=== Begin Enclosure ===

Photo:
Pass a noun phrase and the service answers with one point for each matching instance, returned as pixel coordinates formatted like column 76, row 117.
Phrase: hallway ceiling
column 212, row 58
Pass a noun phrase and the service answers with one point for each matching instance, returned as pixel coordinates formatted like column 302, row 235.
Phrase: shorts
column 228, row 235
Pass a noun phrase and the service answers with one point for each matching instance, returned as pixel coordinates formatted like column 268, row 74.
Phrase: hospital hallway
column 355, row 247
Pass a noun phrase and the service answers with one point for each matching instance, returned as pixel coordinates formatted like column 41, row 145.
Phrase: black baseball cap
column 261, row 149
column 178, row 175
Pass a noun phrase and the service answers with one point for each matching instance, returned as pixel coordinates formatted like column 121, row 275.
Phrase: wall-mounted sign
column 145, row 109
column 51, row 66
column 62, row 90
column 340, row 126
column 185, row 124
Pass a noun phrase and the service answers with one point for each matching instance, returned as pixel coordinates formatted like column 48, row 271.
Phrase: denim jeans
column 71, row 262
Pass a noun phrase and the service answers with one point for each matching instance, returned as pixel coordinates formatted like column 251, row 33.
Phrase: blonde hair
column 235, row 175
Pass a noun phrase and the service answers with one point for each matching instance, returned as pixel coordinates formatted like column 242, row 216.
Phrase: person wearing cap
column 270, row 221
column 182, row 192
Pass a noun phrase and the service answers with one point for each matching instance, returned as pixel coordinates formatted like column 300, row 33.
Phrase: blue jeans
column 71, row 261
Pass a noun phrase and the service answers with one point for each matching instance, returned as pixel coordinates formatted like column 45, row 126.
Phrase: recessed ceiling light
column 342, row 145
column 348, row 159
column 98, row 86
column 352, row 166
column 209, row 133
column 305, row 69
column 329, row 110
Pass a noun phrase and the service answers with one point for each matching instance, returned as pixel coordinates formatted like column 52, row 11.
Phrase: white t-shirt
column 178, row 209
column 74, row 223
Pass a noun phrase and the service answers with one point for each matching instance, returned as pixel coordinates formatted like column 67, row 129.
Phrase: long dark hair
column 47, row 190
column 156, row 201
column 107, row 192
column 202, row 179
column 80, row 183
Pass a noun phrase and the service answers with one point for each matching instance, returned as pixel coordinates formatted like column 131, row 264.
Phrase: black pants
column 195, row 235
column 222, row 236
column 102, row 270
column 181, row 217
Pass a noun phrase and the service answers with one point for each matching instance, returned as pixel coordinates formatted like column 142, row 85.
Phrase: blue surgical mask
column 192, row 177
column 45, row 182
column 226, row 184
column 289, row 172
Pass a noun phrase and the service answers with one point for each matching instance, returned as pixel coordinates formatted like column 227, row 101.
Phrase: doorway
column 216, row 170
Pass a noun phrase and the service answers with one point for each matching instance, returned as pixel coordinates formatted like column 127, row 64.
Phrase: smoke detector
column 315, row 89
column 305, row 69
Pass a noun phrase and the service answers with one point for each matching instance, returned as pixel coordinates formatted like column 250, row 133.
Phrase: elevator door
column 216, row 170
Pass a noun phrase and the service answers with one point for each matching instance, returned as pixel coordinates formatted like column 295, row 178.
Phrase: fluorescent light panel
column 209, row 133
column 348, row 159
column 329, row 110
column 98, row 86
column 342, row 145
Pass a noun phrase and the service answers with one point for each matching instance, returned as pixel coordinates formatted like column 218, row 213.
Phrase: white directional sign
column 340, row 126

=== End Enclosure ===

> [Task goal]:
Print out every entry, keeping each one exact.

> [Solution to this task]:
Photo:
Pass a noun phrase and the service answers with one point for each matching instance, returned as pixel coordinates formatted like column 76, row 117.
Phrase: hallway ceiling
column 212, row 58
Pass a noun phrase and the service answers with one point for each matching instance, returned as pixel coordinates formatted like column 302, row 235.
Phrase: shorts
column 228, row 235
Pass a noun phrase and the service answers with one point for each matching instance, returned as pixel coordinates formatted like column 268, row 74.
Phrase: hospital hallway
column 355, row 247
Pass a noun phrase and the service answers with one point for each matching instance, returned as pixel coordinates formatted like column 41, row 145.
Phrase: black baseball cap
column 261, row 149
column 178, row 175
Pass a noun phrase and the service answers with one point for each matching instance, returned as pixel coordinates formatted like column 121, row 275.
Phrase: wall-mounted sign
column 145, row 109
column 51, row 66
column 62, row 90
column 340, row 126
column 185, row 124
Pass a noun phrase and the service answers with one point for each matching instance, returned as pixel coordinates formatted like column 48, row 271.
Phrase: denim jeans
column 71, row 262
Pass a noun phrase and the service answers with one point for each matching instance, returned as pixel coordinates formatted like column 251, row 33.
Phrase: blonde hair
column 235, row 175
Pass a noun phrase and the service answers with one point for each matching instance, returned as pixel coordinates formatted like column 242, row 216.
Phrase: person wearing cap
column 270, row 221
column 182, row 192
Pass a noun phrase and the service answers with one point for each matching instance, returned as pixel coordinates formatted like column 300, row 33.
Phrase: blue jeans
column 71, row 261
Pass a noun phrase and the service answers with one point for each matching instance, returned as pixel coordinates formatted like column 45, row 126.
Phrase: recessed ceiling light
column 342, row 145
column 348, row 159
column 98, row 86
column 352, row 166
column 209, row 133
column 305, row 69
column 329, row 110
Pass a noun phrase and the service answers with one point for each matching instance, returned as pixel coordinates formatted like column 52, row 11.
Phrase: white t-shirt
column 178, row 209
column 74, row 223
Pass a noun phrase and the service answers with one point for each matching instance, returned as pixel coordinates formatted like column 67, row 129.
Phrase: long dark hair
column 47, row 190
column 156, row 201
column 107, row 192
column 202, row 179
column 80, row 183
Pass a noun phrase and the service answers with one point for each matching instance, returned as pixel coordinates formatted like column 131, row 264.
Phrase: black pants
column 195, row 235
column 222, row 236
column 102, row 270
column 181, row 217
Pass a noun phrase and the service answers with one point for each matching instance, returned as pixel coordinates formatted like column 142, row 85.
Phrase: blue surgical mask
column 192, row 177
column 45, row 182
column 226, row 184
column 289, row 172
Pass a noun phrase and the service answers with one point for each matching instance, returned as pixel coordinates formatted like column 227, row 101.
Phrase: doorway
column 216, row 170
Pass a noun phrase and the service answers with one point for each matching instance, returned as pixel coordinates formatted like column 127, row 64.
Phrase: smoke detector
column 315, row 89
column 305, row 69
Pass a noun phrase and the service answers with one point for each matching instance, returned as pixel coordinates formatted like column 250, row 133.
Phrase: elevator door
column 216, row 170
Pass a noun phrase and the service answers with one point for each matching instance, returned as pixel coordinates formatted like column 295, row 178.
Phrase: fluorescent light panel
column 209, row 133
column 348, row 159
column 329, row 110
column 98, row 86
column 342, row 145
Pass a noun phrase and the service answers with one point for each matching instance, returned as pixel coordinates formatted like column 218, row 213.
Phrase: white directional sign
column 340, row 126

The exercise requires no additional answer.